ATIVIDADES –
A - No texto sobre dor na coluna em adolescentes, o que a sugestão de Dianat et al. propõe em vez de um único limite de peso para a mochila?
B - Continue o texto sobre dor na coluna em adolescentes a partir da última frase apresentada.

TEXTO APRESENTADO –

------------

Acredita-se que seja necessário rever os limites de peso da mochila instituídos atualmente, levando em consideração a variabilidade das características antropométricas individuais, as dimensões corporais e a capacidade física dos adolescentes. Neste sentido, reitera-se a sugestão de Dianat et al.10, que apresenta proposta como o estabelecimento de diretrizes específicas de gênero para o transporte de mochilas, ao invés de usar um único limite de peso.
Esta pesquisa também não encontrou associação significativa entre a prática de atividade física no lazer e de educação física na escola, e a presença de dor na coluna vertebra. Estudos têm sugerido que a prática de atividade física é um fator de risco para este tipo de dor, justificado pela exigência física exacerbada e os traumas oriundos desta prática 26-27. Pesquisa realizada por Saes et al.7 relata prevalência significativamente maior de desconforto musculoesquelético em escolares praticantes de esportes de competição. Acredita-se que o resultado encontrado nesta pesquisa se deve a não investigação do tipo de atividade de lazer, a frequência e intensidade de cada uma delas, assim como da prática de esportes de competição, demonstrando uma limitação do estudo.

------------

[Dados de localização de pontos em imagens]
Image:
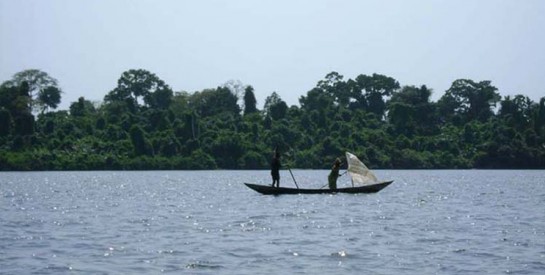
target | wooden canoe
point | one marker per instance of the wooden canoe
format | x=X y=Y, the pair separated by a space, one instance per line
x=269 y=190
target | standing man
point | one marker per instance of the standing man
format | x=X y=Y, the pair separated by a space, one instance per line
x=275 y=168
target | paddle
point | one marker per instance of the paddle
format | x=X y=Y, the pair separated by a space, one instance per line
x=293 y=177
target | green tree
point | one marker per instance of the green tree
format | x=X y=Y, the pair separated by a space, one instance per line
x=249 y=101
x=275 y=107
x=472 y=100
x=136 y=84
x=372 y=90
x=43 y=89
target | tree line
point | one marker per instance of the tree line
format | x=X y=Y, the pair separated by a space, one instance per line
x=143 y=124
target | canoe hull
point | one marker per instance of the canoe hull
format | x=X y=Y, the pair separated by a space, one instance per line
x=269 y=190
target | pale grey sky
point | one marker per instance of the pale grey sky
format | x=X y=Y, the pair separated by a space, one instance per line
x=277 y=45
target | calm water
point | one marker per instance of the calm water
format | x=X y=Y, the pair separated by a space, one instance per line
x=208 y=222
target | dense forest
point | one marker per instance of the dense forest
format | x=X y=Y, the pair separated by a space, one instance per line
x=143 y=124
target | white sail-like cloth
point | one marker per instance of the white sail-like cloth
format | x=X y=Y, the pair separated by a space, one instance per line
x=361 y=175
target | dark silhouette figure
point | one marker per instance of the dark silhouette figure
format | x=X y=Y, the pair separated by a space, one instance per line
x=275 y=168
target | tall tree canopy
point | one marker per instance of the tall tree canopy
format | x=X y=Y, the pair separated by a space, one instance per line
x=43 y=90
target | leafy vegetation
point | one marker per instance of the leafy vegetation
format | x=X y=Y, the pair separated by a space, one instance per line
x=143 y=124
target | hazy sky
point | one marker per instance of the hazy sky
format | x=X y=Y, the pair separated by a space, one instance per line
x=282 y=46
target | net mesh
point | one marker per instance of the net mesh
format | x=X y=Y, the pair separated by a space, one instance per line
x=361 y=175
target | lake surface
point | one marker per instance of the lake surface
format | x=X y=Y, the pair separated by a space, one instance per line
x=208 y=222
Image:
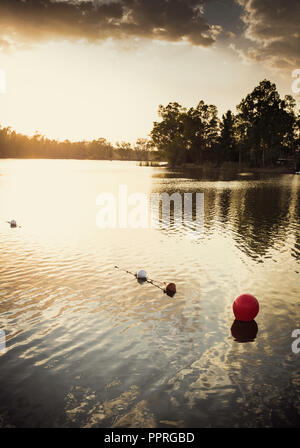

------------

RESPOSTAS –
A - O estabelecimento de diretrizes específicas de gênero para o transporte de mochilas.

B -
Na presente pesquisa não foi observada associação entre excesso de peso corporal e o desfecho pesquisado. Os dados da literatura sobre o esta associação são limitados, havendo controvérsia sobre a correlação entre excesso de peso corporal e dor na coluna vertebral. Alguns autores têm mostrado esta associação relacionada ao aumento da pressão sobre as articulações durante a sustentação de peso, enquanto outros não encontraram nenhuma correlação entre estas variáveis (4,7, 28-29).
Dentre as limitações do estudo destacamos o delineamento. Por ser uma pesquisa transversal, há a possibilidade de causalidade reversa, e, portanto, estudos longitudinais são recomendados. Outra limitação é que os adolescentes entrevistados são de escolas públicas, o que limita extrapolar estes resultados para aqueles estudantes de escolas privadas. Considera-se necessário avaliar a dor na coluna vertebral também nesta população, uma vez que sabe-se que adolescentes oriundos de famílias com maior poder aquisitivo tendem a ter um peso médio do material carregado na mochila escolar maior, quando comparado com escolares de baixa renda 30.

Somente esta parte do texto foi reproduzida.